■ **Task instructions**
Render every line of the items below as a Markdown table with the columns "Line No." and "Content", numbering each row and skipping blank lines. Leave the pictures out of the answer.
********************
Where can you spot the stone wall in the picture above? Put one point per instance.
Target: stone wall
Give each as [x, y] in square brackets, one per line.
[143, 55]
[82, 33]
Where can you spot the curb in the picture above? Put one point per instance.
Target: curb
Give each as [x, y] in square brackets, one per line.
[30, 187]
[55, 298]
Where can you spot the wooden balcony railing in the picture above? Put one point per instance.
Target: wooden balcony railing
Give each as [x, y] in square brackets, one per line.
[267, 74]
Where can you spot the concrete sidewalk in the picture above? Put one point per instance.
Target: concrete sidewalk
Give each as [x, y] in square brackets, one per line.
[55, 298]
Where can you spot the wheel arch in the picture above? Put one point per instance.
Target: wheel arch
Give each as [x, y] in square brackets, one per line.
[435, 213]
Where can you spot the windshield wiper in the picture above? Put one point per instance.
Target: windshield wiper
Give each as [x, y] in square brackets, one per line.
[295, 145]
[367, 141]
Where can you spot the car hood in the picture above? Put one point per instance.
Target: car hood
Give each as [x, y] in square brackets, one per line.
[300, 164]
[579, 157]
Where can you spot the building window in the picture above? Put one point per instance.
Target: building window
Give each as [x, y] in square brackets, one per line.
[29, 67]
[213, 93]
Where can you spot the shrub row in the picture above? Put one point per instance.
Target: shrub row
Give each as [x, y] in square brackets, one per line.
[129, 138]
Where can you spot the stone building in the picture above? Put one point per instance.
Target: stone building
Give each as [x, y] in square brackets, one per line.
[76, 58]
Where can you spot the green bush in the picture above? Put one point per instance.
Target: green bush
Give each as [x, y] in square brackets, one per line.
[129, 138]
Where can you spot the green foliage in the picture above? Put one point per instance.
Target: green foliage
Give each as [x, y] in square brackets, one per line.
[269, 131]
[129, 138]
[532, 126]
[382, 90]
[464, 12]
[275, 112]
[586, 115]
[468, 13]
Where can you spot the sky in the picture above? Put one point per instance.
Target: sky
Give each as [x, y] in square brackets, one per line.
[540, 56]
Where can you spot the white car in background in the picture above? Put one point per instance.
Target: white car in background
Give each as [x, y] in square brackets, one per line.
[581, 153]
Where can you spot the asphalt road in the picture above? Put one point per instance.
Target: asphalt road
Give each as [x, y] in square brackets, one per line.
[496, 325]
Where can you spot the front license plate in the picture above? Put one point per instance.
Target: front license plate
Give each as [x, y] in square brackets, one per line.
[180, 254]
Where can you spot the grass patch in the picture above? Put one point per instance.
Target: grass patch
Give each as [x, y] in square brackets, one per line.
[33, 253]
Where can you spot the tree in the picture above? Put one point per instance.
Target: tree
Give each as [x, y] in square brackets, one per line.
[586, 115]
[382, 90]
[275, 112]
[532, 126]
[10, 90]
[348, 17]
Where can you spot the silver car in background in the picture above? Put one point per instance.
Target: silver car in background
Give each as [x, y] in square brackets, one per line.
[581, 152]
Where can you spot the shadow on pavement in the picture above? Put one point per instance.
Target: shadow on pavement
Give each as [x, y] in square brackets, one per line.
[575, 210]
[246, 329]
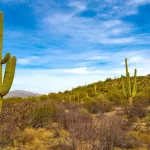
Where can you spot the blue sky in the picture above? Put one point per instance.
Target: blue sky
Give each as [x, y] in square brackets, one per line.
[63, 44]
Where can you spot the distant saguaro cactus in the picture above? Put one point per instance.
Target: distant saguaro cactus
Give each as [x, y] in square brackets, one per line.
[95, 89]
[5, 84]
[130, 89]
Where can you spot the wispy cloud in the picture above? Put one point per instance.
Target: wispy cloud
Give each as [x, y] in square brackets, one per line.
[70, 43]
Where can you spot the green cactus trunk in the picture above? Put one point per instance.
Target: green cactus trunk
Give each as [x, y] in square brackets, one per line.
[130, 101]
[6, 83]
[1, 104]
[130, 89]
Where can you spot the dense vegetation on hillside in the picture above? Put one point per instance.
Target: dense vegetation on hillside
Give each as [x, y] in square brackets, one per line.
[92, 117]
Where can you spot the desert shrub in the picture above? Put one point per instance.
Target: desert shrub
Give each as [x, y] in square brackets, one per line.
[142, 99]
[13, 120]
[42, 114]
[132, 140]
[111, 132]
[135, 112]
[116, 96]
[98, 104]
[16, 117]
[43, 97]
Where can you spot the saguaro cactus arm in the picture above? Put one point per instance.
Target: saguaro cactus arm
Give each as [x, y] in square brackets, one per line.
[9, 75]
[5, 59]
[5, 84]
[130, 91]
[134, 84]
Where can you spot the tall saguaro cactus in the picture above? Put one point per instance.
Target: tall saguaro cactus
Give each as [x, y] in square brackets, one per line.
[5, 84]
[130, 89]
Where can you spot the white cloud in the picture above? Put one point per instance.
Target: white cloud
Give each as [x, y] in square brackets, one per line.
[26, 61]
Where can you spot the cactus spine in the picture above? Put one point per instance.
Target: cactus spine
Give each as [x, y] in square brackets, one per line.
[129, 90]
[5, 84]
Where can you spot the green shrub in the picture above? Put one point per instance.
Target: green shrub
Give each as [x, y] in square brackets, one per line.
[42, 114]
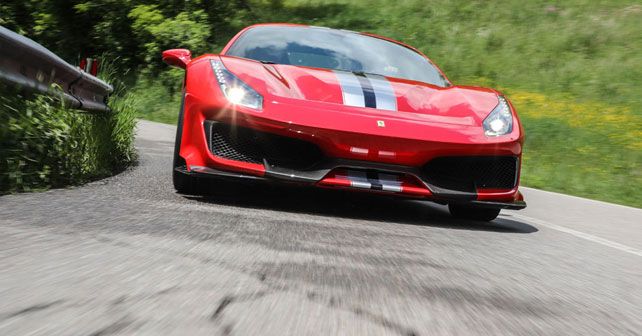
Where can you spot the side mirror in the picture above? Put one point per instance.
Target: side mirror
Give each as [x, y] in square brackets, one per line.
[177, 57]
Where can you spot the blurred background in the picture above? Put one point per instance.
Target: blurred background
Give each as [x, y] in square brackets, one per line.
[572, 69]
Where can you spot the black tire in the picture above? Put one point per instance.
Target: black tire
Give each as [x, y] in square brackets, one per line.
[183, 183]
[473, 213]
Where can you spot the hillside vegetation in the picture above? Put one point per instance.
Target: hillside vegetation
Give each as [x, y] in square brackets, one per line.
[571, 68]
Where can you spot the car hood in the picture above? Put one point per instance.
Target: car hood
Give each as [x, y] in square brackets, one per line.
[456, 104]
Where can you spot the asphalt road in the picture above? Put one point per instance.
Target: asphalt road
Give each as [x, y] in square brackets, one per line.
[127, 255]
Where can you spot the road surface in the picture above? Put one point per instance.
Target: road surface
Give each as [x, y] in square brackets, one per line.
[127, 255]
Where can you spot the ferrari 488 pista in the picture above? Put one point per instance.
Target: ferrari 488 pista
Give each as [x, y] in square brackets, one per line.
[340, 109]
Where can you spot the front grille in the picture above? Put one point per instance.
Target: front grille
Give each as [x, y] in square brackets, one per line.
[471, 173]
[248, 145]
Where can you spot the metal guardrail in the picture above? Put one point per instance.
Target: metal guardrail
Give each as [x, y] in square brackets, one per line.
[28, 64]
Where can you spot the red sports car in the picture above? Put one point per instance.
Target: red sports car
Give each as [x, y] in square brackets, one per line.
[340, 109]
********************
■ **Written solution**
| Line No. | Content |
|---|---|
| 1 | Where can you spot the stone wall in the picture above? Put one point per instance. |
| 2 | Target: stone wall |
| 3 | Give each as [x, y] in square brackets, one per line. |
| 4 | [143, 55] |
| 5 | [82, 33] |
| 6 | Where can you spot the curb in the picture above? Put one point per instance. |
| 7 | Target: curb |
| 8 | Give each as [x, y] in square brackets, one per line. |
| 9 | [30, 187] |
| 10 | [55, 298] |
| 11 | Where can you spot the wooden balcony railing in the picture above? Put one point per instance. |
| 12 | Target: wooden balcony railing |
| 13 | Give each as [x, y] in square brackets, one per line. |
| 14 | [267, 74] |
| 15 | Where can you spot the concrete sidewalk in the picture above? Put one point per instance. |
| 16 | Target: concrete sidewalk |
| 17 | Give each as [x, y] in square brackets, one per line. |
| 18 | [55, 298] |
| 19 | Where can you spot the wheel arch in the picture above? Put one point per instance. |
| 20 | Target: wheel arch |
| 21 | Give each as [x, y] in square brackets, one per line. |
| 22 | [435, 213] |
| 23 | Where can you spot the windshield wiper in the picture above? Put one point per instance. |
| 24 | Target: windshield wiper |
| 25 | Give each as [x, y] in square brackets, one per line. |
| 26 | [295, 145] |
| 27 | [367, 141] |
| 28 | Where can you spot the car hood in the picture above? Put one point per instance. |
| 29 | Target: car hood |
| 30 | Give each as [x, y] in square brackets, one per line. |
| 31 | [300, 164] |
| 32 | [579, 157] |
| 33 | Where can you spot the building window in the picture above? Put one point per instance. |
| 34 | Target: building window |
| 35 | Give each as [x, y] in square brackets, one per line. |
| 36 | [29, 67] |
| 37 | [213, 93] |
| 38 | Where can you spot the shrub row in the picture above? Put one point per instance. |
| 39 | Target: shrub row |
| 40 | Give each as [x, y] in square brackets, one per line. |
| 41 | [129, 138] |
| 42 | Where can you spot the stone building in the picture above? Put one point per instance. |
| 43 | Target: stone building |
| 44 | Give each as [x, y] in square brackets, one per line. |
| 45 | [76, 58] |
| 46 | Where can you spot the green bush in the picture above? Put one point per instance. |
| 47 | Target: green bush |
| 48 | Give each as [x, y] in square brackets, one per line. |
| 49 | [129, 138] |
| 50 | Where can you spot the green foliage in the picture above? Put one point per instance. |
| 51 | Target: green foliage |
| 52 | Give each as [x, y] in square brackets, one per line. |
| 53 | [269, 131] |
| 54 | [129, 138] |
| 55 | [532, 126] |
| 56 | [382, 90] |
| 57 | [464, 12] |
| 58 | [275, 112] |
| 59 | [586, 115] |
| 60 | [468, 13] |
| 61 | Where can you spot the sky in the picture above? Put one point per instance. |
| 62 | Target: sky |
| 63 | Give each as [x, y] in square brackets, one per line. |
| 64 | [540, 56] |
| 65 | Where can you spot the white car in background in the picture above? Put one point per instance. |
| 66 | Target: white car in background |
| 67 | Give each as [x, y] in square brackets, one per line. |
| 68 | [581, 153] |
| 69 | Where can you spot the asphalt road in the picture above? Put one point per instance. |
| 70 | Target: asphalt road |
| 71 | Give each as [x, y] in square brackets, one per line. |
| 72 | [496, 325] |
| 73 | Where can you spot the front license plate in the picture above? Put one point per instance. |
| 74 | Target: front license plate |
| 75 | Give each as [x, y] in square brackets, one per line. |
| 76 | [180, 254] |
| 77 | Where can you spot the grass patch in the picture above? Put one point per instance. |
| 78 | Target: grass patch |
| 79 | Give each as [x, y] in square brackets, one per line. |
| 80 | [33, 253] |
| 81 | Where can you spot the tree in the picture above? Put one point per instance. |
| 82 | Target: tree |
| 83 | Give each as [x, y] in square brackets, one per line. |
| 84 | [586, 115] |
| 85 | [382, 90] |
| 86 | [275, 112] |
| 87 | [532, 126] |
| 88 | [10, 90] |
| 89 | [348, 17] |
| 90 | Where can you spot the silver car in background in the picture above? Put one point per instance. |
| 91 | Target: silver car in background |
| 92 | Give each as [x, y] in square brackets, one per line. |
| 93 | [581, 152] |
| 94 | Where can you spot the shadow on pavement in the picture above? Put one point per instance. |
| 95 | Target: shadow on pavement |
| 96 | Give each as [x, y] in square brackets, one per line. |
| 97 | [575, 210] |
| 98 | [246, 329] |
| 99 | Where can you spot the blue sky in the picture above? Put one point per instance. |
| 100 | Target: blue sky |
| 101 | Give each as [x, y] in square brackets, one per line. |
| 102 | [63, 44] |
| 103 | Where can you spot the distant saguaro cactus in the picture above? Put one point per instance. |
| 104 | Target: distant saguaro cactus |
| 105 | Give each as [x, y] in square brackets, one per line. |
| 106 | [95, 89] |
| 107 | [5, 84] |
| 108 | [130, 89] |
| 109 | Where can you spot the wispy cloud in the picture above? Put one point per instance. |
| 110 | Target: wispy cloud |
| 111 | Give each as [x, y] in square brackets, one per line. |
| 112 | [70, 43] |
| 113 | Where can you spot the green cactus trunk in the picture above? Put one point per instance. |
| 114 | Target: green cactus trunk |
| 115 | Give each as [x, y] in square brackets, one per line. |
| 116 | [130, 101] |
| 117 | [6, 83] |
| 118 | [1, 104] |
| 119 | [130, 89] |
| 120 | Where can you spot the dense vegetation on hillside in the picture above? Put one point per instance. |
| 121 | Target: dense vegetation on hillside |
| 122 | Give each as [x, y] in square brackets, one per line. |
| 123 | [92, 117] |
| 124 | Where can you spot the desert shrub in the picture above? Put one point per instance. |
| 125 | Target: desert shrub |
| 126 | Give each as [x, y] in square brackets, one per line. |
| 127 | [142, 99] |
| 128 | [13, 120] |
| 129 | [42, 114] |
| 130 | [132, 140] |
| 131 | [111, 132] |
| 132 | [135, 112] |
| 133 | [116, 96] |
| 134 | [98, 104] |
| 135 | [16, 117] |
| 136 | [43, 97] |
| 137 | Where can you spot the saguaro cactus arm in the picture above? Put one point per instance. |
| 138 | Target: saguaro cactus arm |
| 139 | Give each as [x, y] in square brackets, one per line. |
| 140 | [9, 75] |
| 141 | [5, 59] |
| 142 | [5, 84] |
| 143 | [130, 91] |
| 144 | [134, 84] |
| 145 | Where can you spot the tall saguaro cactus in the picture above? Put one point per instance. |
| 146 | Target: tall saguaro cactus |
| 147 | Give each as [x, y] in square brackets, one per line. |
| 148 | [5, 84] |
| 149 | [130, 89] |
| 150 | Where can you spot the white cloud in the picture above? Put one point per instance. |
| 151 | Target: white cloud |
| 152 | Give each as [x, y] in square brackets, one per line. |
| 153 | [26, 61] |
| 154 | Where can you spot the cactus spine in the picture above? Put one point per instance. |
| 155 | Target: cactus spine |
| 156 | Give each as [x, y] in square brackets, one per line. |
| 157 | [129, 90] |
| 158 | [5, 84] |
| 159 | Where can you spot the green shrub in the picture above? Put one point per instance. |
| 160 | Target: green shrub |
| 161 | Give each as [x, y] in square brackets, one per line. |
| 162 | [42, 114] |
| 163 | Where can you spot the side mirror in the picture above? Put one point per instance. |
| 164 | Target: side mirror |
| 165 | Give each as [x, y] in square brackets, one per line. |
| 166 | [177, 57] |
| 167 | Where can you spot the blurred background in the picture above? Put one point per instance. |
| 168 | Target: blurred background |
| 169 | Give each as [x, y] in square brackets, one per line. |
| 170 | [572, 69] |
| 171 | Where can you spot the black tire in the picture above? Put one point per instance. |
| 172 | Target: black tire |
| 173 | Give each as [x, y] in square brackets, one per line. |
| 174 | [183, 183] |
| 175 | [473, 213] |
| 176 | Where can you spot the hillside vegetation in the picture above? Put one point per instance. |
| 177 | Target: hillside vegetation |
| 178 | Give each as [x, y] in square brackets, one per line. |
| 179 | [571, 68] |
| 180 | Where can you spot the car hood in the picture above? Put one point per instance. |
| 181 | Target: car hood |
| 182 | Give each as [x, y] in square brackets, one per line. |
| 183 | [456, 104] |
| 184 | Where can you spot the asphalt road in the picture above? Put one point per instance. |
| 185 | Target: asphalt road |
| 186 | Give each as [x, y] in square brackets, one per line. |
| 187 | [127, 255] |
| 188 | Where can you spot the road surface in the picture above? Put one point per instance. |
| 189 | Target: road surface |
| 190 | Give each as [x, y] in square brackets, one per line. |
| 191 | [127, 255] |
| 192 | Where can you spot the ferrari 488 pista in the picture above? Put one point per instance. |
| 193 | Target: ferrari 488 pista |
| 194 | Give each as [x, y] in square brackets, one per line. |
| 195 | [340, 109] |
| 196 | Where can you spot the front grille in the picture above? Put one point per instance. |
| 197 | Target: front grille |
| 198 | Give each as [x, y] in square brackets, one per line. |
| 199 | [471, 173] |
| 200 | [248, 145] |
| 201 | Where can you spot the metal guardrail in the picture above? Put one point per instance. |
| 202 | Target: metal guardrail |
| 203 | Give each as [x, y] in square brackets, one per line. |
| 204 | [28, 64] |
| 205 | Where can you spot the red sports car in the picture above? Put one point per instance. |
| 206 | Target: red sports car |
| 207 | Give each as [x, y] in square brackets, one per line. |
| 208 | [340, 109] |